Stated problem 1: Set down the passage of the Qutub Minar page below, starting with "About the grand" and going on through "history of Qutub.", reproducing every character unchanged.

Location- 15 km south of New Delhi.
Qutub Minar is not only an important tourist spot in New Delhi
rather it is an exquisite example of the Mughal Architecture. What
the Leaning Tower is to Pisa or the Eiffel Tower to Paris, is the
Qutub Minar to New Delhi - its landmark. Qutub Minar is the highest
stone tower in India as well as one of the finest Islamic structures
ever raised. The famous monuments around the Qutub area form the
Qutub Complex which can be visited by the tourists.
A window to the brief history of the monument
In 1199 AD, Qutub-ud-Din Aibak laid the foundation of Qutub Minar
for the use of Mu'azzin (crier) to give calls for prayer. However,
only the first story was completed by Qutub-ud-din. The other
stories were built by his successor and son-in-law, Shams -Ud -Din
IItutmish (1211-36 AD). The two circular stories in white marble
were built by Ferozshah Tughlaq in 1368, replacing the original
fourth storey. This towering structure in red sandstone has a
diameter of 14.32m at the base and about 2.75m on the top with a
height of 72.5m.
About the grand architecture
All the storeys are surrounded by a projected balcony encircling
the Minar and are supported by exquisite stalactite designs. The
tapering tower has pointed and circular flutings on the first story
round and star-shaped on the second and third stories. The bands of
calligraphic inscriptions are amazing in perfection. Numerous
inscriptions in Arabic and Nagari characters in different places of
the Minar reveal the history of Qutub.
Other monuments located in close proximity to the Qutub Minar
Quwwat-ul-Islam Mosque, to the northeast of Minar is first
mosque to be built in India and one of the most spectacular in the
world. Its construction was started by Qutub-ud-din Aibak in 1193 AD
and the mosque was completed in 1197 AD. Additions were made to the
building by Iltutmush in 1230 AD and Alla-ud-din Khilji in 1315 AD.

Supplied information:
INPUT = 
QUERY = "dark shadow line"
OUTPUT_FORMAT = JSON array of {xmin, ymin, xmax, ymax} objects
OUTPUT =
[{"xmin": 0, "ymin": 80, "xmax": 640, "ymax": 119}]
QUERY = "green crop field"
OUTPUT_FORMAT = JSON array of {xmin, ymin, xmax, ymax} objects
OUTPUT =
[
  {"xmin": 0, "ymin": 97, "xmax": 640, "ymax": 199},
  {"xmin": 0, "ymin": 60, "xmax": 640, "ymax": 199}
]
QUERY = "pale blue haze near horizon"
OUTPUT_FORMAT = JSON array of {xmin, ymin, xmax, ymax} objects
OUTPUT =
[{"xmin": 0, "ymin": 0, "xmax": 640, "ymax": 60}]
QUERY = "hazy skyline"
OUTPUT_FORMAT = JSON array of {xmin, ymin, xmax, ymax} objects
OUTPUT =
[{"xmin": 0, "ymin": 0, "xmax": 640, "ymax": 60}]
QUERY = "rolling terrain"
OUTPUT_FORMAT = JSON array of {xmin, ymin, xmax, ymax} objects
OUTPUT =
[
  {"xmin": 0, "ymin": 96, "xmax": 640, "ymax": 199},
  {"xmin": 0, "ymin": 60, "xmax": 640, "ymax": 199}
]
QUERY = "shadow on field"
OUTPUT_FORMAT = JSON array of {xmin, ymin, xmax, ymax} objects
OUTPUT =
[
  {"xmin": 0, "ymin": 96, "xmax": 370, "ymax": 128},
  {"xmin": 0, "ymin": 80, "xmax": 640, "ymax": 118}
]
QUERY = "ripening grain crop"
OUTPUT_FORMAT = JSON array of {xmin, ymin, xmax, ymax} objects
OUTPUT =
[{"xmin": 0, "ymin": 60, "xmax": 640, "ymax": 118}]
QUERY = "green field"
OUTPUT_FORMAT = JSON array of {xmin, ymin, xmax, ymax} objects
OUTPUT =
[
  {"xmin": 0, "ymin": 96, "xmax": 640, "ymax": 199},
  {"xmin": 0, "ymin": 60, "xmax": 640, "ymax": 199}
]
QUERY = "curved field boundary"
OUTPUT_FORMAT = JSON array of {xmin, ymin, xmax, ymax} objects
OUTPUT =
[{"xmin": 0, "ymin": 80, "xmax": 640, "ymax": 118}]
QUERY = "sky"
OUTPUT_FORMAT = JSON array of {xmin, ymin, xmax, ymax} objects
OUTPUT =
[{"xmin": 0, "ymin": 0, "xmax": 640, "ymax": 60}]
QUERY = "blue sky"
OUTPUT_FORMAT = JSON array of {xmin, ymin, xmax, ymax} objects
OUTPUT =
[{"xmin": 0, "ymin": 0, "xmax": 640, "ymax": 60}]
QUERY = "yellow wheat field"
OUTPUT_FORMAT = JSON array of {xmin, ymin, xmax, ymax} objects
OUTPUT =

Stated problem 2: Report each line in the entries above that contains the string "crop", matching case exactly.

Complete answer 1:
About the grand architecture
All the storeys are surrounded by a projected balcony encircling
the Minar and are supported by exquisite stalactite designs. The
tapering tower has pointed and circular flutings on the first story
round and star-shaped on the second and third stories. The bands of
calligraphic inscriptions are amazing in perfection. Numerous
inscriptions in Arabic and Nagari characters in different places of
the Minar reveal the history of Qutub.

Complete answer 2:
QUERY = "green crop field"
QUERY = "ripening grain crop"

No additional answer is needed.